══ Teks Sumber ══

Kurang lebih enam setengah bulan lamanya, cerita ini akhirnya usai. Alhamdulillah, puji syukur. Kalau nggak karena kuasa Allah, semua ini nggak akan pernah tersaji di depan kalian semua. Terima kasih untuk enam setengah bulan yang luar biasa ini. Kalian juga sudah sepenuh hati menemani saya dan Hasta di pelayaran yang sama sekali nggak mudah ini dari mulai 25 Agustus 2023 sampai 14 Maret 2024.
"Jalan terbaik itu, tidak selalu berupa jalan yang mulus."
Wejangan ini sebetulnya saya dapatkan dari Papa saya ketika waktu itu sedang bicara empat mata dengan beliau. Sore itu, akhir pekan, saya kebetulan sedang bingung untuk menyusun bab-bab terakhir dari Slow Days. Pikiran saya buntu, betul-betul tidak tahu harus mulai dari mana.
Akhirnya saya memutuskan untuk rehat sambil ngobrol sebentar dengan Papa. Kebetulan saya merasa sudah lama tidak membicarakan hal-hal yang sekiranya intim dan serius dengan beliau. Dan sebetulnya (kalau boleh saya curhat), semenjak tiga novel terakhir yang saya tamatkan, ketika kesulitan untuk menyelesaikan bab-bab terakhir novel, saya punya kebiasaan untuk berbincang dengan orang-orang terdekat (terutama dengan Papa). Kegiatan semacam ini saya anggap sebagai bentuk penyegaran pikiran setelah lelah memikirkan begitu banyak jalan cerita.
Saya tidak bicara terang-terangan dengan mereka kalau saya sedang nulis novel dan kesulitan menamatkannya, tapi saya hanya mengambil kesempatan untuk mengobrol dan membicarakan hal-hal intim dengan mereka, dan biasanya dari obrolan itu akan ada inspirasi dan ide-ide yang 'njedul', lah. Dan kemudian, keluarlah wejangan itu.
"Jalan terbaik itu, tidak selalu berupa jalan yang mulus."
Kedengarannya mungkin sangat biasa. Tapi di momen itu ketika saya mendengarkannya, jujur saya tertegun. Pikiran saya langsung ingat Hasta. Nasihat yang mungkin kedengaran sepele di telinga orang kebanyakan, tapi kalau ditempatkan dalam kacamata seorang Hasta, nggak akan jadi sesepele itu. Dia adalah tokoh yang mungkin sepanjang hidupnya harus melalui jalan yang tidak mulus itu. Di usia semuda itu kehidupannya berubah 180 derajat.

═══
══ Data yang Disediakan ══

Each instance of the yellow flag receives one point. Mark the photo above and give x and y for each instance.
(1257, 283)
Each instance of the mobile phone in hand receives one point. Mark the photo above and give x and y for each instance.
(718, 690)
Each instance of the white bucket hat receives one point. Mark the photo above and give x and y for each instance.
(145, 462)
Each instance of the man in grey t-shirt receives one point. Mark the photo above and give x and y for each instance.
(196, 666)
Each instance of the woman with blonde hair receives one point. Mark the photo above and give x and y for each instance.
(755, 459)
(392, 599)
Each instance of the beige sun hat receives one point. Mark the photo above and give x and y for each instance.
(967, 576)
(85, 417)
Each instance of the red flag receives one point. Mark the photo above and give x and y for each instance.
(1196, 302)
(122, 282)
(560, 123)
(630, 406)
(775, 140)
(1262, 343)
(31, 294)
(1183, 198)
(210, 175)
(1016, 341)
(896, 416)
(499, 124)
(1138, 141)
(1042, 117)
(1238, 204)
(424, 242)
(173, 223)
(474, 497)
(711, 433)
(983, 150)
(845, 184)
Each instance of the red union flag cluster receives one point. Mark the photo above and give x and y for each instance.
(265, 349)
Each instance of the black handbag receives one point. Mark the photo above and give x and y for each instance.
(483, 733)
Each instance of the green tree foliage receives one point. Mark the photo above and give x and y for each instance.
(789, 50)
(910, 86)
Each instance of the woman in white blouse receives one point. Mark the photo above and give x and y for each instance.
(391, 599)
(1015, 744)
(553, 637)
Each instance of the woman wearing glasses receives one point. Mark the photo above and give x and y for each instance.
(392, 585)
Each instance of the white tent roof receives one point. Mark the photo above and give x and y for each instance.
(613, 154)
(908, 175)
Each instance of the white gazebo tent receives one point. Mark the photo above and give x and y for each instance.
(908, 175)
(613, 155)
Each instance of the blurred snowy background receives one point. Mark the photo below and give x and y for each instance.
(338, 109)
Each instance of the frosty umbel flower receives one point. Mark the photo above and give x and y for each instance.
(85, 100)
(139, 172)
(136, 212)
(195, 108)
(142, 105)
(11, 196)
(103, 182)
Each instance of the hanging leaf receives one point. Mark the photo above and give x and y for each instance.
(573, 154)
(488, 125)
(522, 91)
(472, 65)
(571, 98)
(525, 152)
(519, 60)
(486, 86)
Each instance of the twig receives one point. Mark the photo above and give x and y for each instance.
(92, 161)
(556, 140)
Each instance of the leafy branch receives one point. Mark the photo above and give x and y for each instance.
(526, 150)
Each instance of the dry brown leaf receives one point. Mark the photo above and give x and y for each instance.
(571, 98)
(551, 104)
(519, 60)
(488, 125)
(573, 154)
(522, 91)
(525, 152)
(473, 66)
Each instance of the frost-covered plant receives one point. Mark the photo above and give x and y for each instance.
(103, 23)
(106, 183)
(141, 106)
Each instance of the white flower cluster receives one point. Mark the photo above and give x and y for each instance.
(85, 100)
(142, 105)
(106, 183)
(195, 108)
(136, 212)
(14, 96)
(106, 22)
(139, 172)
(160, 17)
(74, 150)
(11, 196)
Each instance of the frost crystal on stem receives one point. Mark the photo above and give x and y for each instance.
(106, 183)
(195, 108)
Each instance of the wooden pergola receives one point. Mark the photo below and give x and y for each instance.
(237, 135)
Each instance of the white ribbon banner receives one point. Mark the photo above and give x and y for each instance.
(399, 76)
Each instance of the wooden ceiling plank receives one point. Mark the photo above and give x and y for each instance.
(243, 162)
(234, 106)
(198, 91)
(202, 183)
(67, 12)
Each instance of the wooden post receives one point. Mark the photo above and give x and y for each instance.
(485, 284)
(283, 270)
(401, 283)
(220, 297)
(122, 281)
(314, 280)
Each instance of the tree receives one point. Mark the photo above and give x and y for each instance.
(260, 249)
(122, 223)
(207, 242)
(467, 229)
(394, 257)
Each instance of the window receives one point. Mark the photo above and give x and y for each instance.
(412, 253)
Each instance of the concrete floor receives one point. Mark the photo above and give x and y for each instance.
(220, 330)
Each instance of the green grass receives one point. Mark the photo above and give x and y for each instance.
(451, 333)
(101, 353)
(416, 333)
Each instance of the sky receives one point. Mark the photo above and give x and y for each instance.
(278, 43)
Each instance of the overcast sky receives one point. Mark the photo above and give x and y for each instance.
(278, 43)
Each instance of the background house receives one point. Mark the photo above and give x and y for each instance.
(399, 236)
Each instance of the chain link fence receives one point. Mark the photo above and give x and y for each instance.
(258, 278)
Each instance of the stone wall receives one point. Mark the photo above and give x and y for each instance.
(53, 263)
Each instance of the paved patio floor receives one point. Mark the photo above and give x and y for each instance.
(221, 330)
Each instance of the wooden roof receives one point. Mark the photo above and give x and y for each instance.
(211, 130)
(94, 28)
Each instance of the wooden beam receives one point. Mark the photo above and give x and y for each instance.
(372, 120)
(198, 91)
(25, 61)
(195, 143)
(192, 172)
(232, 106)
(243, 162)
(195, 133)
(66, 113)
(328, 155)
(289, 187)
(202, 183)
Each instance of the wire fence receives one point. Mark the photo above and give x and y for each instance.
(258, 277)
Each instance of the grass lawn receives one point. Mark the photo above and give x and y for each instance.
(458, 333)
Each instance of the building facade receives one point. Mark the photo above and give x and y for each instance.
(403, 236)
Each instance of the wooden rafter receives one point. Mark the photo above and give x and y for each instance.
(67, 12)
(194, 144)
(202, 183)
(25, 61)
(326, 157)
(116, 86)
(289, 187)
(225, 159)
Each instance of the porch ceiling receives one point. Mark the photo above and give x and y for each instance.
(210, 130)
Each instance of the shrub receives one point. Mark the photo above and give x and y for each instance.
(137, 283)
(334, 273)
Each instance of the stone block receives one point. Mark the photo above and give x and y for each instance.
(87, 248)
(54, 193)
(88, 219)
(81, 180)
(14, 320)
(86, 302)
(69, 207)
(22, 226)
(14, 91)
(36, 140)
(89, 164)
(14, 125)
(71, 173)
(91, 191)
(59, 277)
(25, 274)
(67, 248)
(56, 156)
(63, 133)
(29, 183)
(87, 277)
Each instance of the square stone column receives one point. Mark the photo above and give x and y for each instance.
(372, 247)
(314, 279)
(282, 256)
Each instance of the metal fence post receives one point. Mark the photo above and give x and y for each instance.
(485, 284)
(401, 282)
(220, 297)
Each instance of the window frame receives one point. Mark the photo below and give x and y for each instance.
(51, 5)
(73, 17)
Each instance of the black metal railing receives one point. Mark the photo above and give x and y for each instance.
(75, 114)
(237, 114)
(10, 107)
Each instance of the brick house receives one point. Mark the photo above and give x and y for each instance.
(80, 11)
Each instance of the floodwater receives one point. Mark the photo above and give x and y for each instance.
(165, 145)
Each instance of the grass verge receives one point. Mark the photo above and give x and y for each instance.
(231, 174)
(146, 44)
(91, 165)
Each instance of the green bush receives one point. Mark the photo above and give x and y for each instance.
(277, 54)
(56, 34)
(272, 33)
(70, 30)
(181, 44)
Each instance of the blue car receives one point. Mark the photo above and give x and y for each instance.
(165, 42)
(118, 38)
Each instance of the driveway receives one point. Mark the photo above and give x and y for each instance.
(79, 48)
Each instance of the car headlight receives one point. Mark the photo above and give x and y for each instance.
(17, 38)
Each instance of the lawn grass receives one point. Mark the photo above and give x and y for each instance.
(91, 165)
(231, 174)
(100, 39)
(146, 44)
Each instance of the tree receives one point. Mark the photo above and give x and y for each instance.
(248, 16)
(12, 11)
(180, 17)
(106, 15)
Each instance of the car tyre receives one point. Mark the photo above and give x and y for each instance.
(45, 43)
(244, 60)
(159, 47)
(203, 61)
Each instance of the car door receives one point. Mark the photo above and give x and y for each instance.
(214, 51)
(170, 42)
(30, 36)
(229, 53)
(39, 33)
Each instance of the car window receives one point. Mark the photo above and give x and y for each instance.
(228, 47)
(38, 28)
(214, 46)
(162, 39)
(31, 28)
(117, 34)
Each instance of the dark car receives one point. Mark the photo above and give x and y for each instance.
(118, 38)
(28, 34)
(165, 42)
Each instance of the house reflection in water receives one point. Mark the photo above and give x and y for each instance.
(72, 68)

═══

Tujuan Tugas: Menurut teks sumber, dari tanggal berapa sampai tanggal berapa pelayaran bersama Hasta berlangsung? Data tersebut tidak dipakai sama sekali di sini.

Jawaban Latihan: Dari 25 Agustus 2023 sampai 14 Maret 2024.